### KUTIPAN BACAAN
B. Sumber Daya Manusia
Berbicara mengenai sumber daya manusia yang ada di Mamasa memang masih
cukup kurang, karena meskipun mereka memiliki potensi tapi mereka
tidak mau mengembangkan. Dengan populasi masyarakt Mamasa yang tidak
sedikit, maka seharusnya pemerintah membantu mereka untuk bisa
mengembangkan setiap potensi yang mereka miliki. Tidak sedikit
masyarakt Mamasa yang menempuh pendidikan diluar, terbukti ada
beberapa yang duduk di bangku DPR baik tingkat Kabupaten maupun
Provinsi. Yang masih menjadi pergumulan besar juga di Mamasa yaitu
masih kurangnya sumber daya manusia di bidang pendidikan, yaitu masih
banyak sekolah-sekolah yang kekurangan guru, mulai dari tingkat
Tk-perguruan tinggi.
C. Kebudayaan
Berbicara mengenai kebudayaan yang ada di Mamasa, memang masih begitu
kental, namun tidak seperti yang ada di Toraja yaitu bermacam-macam
upacara adat. Salah satu adat yang masih berlaku yaitu ketika ada
orang meninggal khususnya orang kaya yang memang keturunan bangsawan
maka pasti di adakan upacara adat yang begitu meriah, yang diawali
dengan penyimpanan mayat bias bertahun-tahun samapai keluarganya siap
menggelar pesta orang mati tersebut. Dan biaya yang dikeluarkan dalam
upacara tersebut tidaklah sedikit, mulai dari kerbau berpuluh-puluh
dan babi yang beratus-ratus harus disiapkan.
Suku Mamasa mempunyai satu tradisi dari agama tradisional, yang unik
dan mungkin tidak ada di daerah lain, yaitu tradisi penguburan orang
yang telah mati, tapi dengan membuat sang jenazah berjalan dengan
sendirinya menuju kuburan yang telah di siapkan. Mereka percaya bahwa
semua mayat dari sebuah keluarga atau kerabat akan berada di tempat
yang sama dalam kehidupan sesudahnya. Tapi tradisi ini sudah tidak
terlalu menonjol seiring dengan berjalannya waktu dan juga pengenalan
akan Tuhan.
Suku Mamasa memiliki rumah adat yang berfungsi sebagai rumah tinggal
di masa lalu maupun sebagai tempat penyimpanan hasil panen. Rumah adat
suku Mamasa ini sangat unik, yang menyerupai kapal, sperti kapal-kapal
nenek moyang mereka ketika berangkat dari negeri asal, menyebrangi
laut dan berhenti di Mamasa melalui hulu sungai. Rumah adat suku
Mamasa mirip dengan rumah adat suku Toraja. Kemiripan ini di karenakan
karena memang asal-usul suku Mamasa dan sukun Toraja adalah berasal
dari satu rumpun.

### CATATAN HASIL EKSTRAKSI
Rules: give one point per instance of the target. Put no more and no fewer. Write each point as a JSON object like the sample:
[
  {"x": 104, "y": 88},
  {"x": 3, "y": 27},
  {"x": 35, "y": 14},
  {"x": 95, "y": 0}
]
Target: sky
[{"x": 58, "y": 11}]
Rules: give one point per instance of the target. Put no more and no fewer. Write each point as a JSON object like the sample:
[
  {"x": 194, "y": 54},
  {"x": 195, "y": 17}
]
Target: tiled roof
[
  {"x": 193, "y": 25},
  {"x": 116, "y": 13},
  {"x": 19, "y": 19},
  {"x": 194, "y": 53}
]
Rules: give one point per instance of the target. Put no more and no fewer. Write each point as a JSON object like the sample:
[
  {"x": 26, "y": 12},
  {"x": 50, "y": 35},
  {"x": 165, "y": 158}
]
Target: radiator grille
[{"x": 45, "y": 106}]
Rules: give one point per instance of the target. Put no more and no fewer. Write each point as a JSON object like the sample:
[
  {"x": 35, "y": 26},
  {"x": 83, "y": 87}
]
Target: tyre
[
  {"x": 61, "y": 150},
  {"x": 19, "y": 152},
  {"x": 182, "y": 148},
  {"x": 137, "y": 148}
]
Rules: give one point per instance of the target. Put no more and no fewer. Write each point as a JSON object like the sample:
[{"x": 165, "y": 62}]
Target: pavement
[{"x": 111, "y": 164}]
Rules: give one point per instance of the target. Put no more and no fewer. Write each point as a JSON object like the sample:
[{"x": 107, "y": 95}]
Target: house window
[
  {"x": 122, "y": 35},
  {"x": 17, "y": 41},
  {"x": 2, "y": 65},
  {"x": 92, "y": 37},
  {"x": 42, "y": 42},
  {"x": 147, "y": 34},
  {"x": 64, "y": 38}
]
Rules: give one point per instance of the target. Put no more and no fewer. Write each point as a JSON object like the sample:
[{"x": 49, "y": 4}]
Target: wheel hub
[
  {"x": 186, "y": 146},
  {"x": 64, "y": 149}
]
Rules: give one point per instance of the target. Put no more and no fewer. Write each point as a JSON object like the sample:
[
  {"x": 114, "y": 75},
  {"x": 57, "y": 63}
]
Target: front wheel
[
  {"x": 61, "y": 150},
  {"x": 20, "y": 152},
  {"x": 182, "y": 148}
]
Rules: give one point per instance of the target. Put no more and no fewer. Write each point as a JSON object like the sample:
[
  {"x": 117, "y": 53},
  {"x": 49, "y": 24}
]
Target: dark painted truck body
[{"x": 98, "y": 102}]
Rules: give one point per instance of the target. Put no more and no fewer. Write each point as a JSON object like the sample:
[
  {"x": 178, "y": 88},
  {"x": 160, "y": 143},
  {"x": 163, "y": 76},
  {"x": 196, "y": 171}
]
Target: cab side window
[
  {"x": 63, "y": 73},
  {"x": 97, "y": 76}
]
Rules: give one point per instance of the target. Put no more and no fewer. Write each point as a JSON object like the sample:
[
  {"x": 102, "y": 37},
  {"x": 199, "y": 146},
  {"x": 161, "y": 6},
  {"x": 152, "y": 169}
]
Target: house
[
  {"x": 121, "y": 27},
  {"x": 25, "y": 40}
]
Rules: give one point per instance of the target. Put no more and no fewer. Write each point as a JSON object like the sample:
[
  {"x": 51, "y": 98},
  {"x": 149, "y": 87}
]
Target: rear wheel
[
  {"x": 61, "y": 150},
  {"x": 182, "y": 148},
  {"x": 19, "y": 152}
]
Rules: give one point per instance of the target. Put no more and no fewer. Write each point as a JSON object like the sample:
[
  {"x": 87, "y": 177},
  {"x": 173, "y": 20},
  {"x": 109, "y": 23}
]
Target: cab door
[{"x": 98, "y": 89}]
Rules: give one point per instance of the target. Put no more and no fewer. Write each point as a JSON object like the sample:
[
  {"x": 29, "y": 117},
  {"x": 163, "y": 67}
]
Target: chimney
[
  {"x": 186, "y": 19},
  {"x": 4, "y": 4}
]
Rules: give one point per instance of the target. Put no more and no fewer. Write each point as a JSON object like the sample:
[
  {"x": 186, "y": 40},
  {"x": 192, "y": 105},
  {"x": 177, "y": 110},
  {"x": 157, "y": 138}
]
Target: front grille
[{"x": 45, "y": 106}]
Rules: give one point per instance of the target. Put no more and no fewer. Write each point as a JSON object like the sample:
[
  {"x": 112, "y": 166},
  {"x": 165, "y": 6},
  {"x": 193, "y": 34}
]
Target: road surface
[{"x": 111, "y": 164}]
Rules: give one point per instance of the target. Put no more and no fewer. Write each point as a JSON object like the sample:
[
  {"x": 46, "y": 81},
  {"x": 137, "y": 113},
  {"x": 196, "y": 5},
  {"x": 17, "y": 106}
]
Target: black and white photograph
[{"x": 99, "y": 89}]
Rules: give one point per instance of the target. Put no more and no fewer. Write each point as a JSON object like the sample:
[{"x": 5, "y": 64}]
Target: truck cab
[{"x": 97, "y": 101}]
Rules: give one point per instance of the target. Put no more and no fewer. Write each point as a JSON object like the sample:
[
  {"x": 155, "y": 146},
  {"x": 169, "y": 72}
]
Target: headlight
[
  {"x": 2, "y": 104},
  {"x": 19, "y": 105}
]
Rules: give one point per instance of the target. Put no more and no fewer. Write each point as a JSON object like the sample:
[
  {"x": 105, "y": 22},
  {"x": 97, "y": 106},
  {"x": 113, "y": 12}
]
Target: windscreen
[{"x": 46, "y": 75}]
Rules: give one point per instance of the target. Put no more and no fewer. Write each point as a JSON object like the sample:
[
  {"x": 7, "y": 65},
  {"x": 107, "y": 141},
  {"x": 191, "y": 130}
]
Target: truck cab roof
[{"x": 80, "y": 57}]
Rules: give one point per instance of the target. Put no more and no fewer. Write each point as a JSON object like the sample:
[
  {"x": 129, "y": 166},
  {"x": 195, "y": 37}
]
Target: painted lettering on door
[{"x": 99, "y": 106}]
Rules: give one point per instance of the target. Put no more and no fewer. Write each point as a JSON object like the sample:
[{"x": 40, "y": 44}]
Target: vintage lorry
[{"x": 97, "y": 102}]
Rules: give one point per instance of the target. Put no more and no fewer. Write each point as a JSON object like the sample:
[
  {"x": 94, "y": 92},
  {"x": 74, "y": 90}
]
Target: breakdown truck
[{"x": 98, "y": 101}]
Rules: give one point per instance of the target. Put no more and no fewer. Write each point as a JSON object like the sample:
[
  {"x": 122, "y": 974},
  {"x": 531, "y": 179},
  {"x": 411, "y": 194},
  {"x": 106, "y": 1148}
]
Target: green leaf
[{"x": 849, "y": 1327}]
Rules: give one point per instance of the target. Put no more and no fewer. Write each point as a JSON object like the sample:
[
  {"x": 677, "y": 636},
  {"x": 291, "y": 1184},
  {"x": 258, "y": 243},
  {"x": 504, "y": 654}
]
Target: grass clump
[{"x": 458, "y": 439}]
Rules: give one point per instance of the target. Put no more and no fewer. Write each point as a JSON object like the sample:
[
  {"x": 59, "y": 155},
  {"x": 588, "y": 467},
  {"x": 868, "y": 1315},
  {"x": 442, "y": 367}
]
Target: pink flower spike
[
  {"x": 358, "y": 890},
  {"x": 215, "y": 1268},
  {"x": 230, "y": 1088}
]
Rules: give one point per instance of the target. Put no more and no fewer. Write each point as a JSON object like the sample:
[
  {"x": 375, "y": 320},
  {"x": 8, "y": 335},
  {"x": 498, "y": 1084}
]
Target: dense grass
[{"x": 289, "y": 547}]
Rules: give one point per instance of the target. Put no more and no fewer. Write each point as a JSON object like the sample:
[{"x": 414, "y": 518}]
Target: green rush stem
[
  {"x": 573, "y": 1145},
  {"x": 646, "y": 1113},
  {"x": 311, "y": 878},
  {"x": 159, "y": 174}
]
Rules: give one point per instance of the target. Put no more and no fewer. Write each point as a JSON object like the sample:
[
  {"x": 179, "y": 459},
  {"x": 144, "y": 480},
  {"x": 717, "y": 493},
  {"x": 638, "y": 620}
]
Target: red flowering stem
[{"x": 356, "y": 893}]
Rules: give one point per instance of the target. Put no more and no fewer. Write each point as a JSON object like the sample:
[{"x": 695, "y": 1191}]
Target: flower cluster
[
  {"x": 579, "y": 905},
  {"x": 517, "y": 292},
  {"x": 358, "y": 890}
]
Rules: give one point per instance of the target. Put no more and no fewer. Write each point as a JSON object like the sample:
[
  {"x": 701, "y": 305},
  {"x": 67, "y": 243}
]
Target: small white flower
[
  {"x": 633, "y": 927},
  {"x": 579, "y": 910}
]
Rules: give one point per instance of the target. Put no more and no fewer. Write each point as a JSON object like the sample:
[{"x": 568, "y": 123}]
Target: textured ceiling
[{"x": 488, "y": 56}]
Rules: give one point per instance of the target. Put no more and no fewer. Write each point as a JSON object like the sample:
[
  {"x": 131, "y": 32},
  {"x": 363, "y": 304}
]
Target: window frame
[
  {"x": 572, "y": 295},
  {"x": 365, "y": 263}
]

### DAFTAR TUGAS
- a) Kutiplah dari teks tentang Mamasa semuanya mulai dari "C. Kebudayaan" hingga "beratus-ratus harus disiapkan.".
- b) Menurut teks tentang Mamasa, rumah adat suku Mamasa menyerupai apa?
- c) Teruskan teks tentang Mamasa mulai dari kalimat terakhirnya.
Catatan di atas tidak ada kaitannya dengan teks tentang Mamasa.

### JAWABAN BERURUTAN
- a)
C. Kebudayaan
Berbicara mengenai kebudayaan yang ada di Mamasa, memang masih begitu
kental, namun tidak seperti yang ada di Toraja yaitu bermacam-macam
upacara adat. Salah satu adat yang masih berlaku yaitu ketika ada
orang meninggal khususnya orang kaya yang memang keturunan bangsawan
maka pasti di adakan upacara adat yang begitu meriah, yang diawali
dengan penyimpanan mayat bias bertahun-tahun samapai keluarganya siap
menggelar pesta orang mati tersebut. Dan biaya yang dikeluarkan dalam
upacara tersebut tidaklah sedikit, mulai dari kerbau berpuluh-puluh
dan babi yang beratus-ratus harus disiapkan.

- b) Rumah adat suku Mamasa menyerupai kapal, seperti kapal-kapal nenek moyang mereka ketika berangkat dari negeri asal.

- c)
Kebudayaan di suku Mamasa memang unik dan bermacam-macam, sperti ada
sebuah tarian yang disebut tarian Manganda yaitu mengekspresiakan rasa
syukur setelah melakukan perang di Kabupaten Mamasa. Tarian ini telah
diperkenalkan sebagai sebuah kekayaan budaya yang dimiliki Indonesia
di Cina pada festival budaya. Tarian ini merupakan warisan budaya dan
tradisi raja-raja dulu di Mamasa. Tarian ini sering juga ditampilkan
dipakai pada acara penyambutan tamu penting yang berkunjung ke
Kabupaten Mamasa, untuk menunjukkan bahwa Mamasa adalah salah satu
daerah yang kaya akan aset wisata sekaligus menjadi ikon wisata
Sulawesi Barat.
D. Kepercayaan
Suku Mamasa, secara mayoritas adalah pemeluk agama Kristen.
Perkembangan agama Kristen di terima oleh masyarakat suku Mamasa
sekitar awal tahun 1900, oleh Misisonaris dari Belanda. Namun sampai
saat ini orang Mamasa sebagian masih ada yang mempraktekkan tradsis
dari agama tradisional para leluhur, yang di sebut " Ada'Mappurondo"
atau " Aluk Tomatua". Tradisi agama tradisional ini tetap terpelihara
dan terus terwariskan ke generasi berikutnya. Tradisi ini di
laksanakan terutama setelah panen padi berakhir, sebagai ucapan syukur
atas hasil panen yang ada.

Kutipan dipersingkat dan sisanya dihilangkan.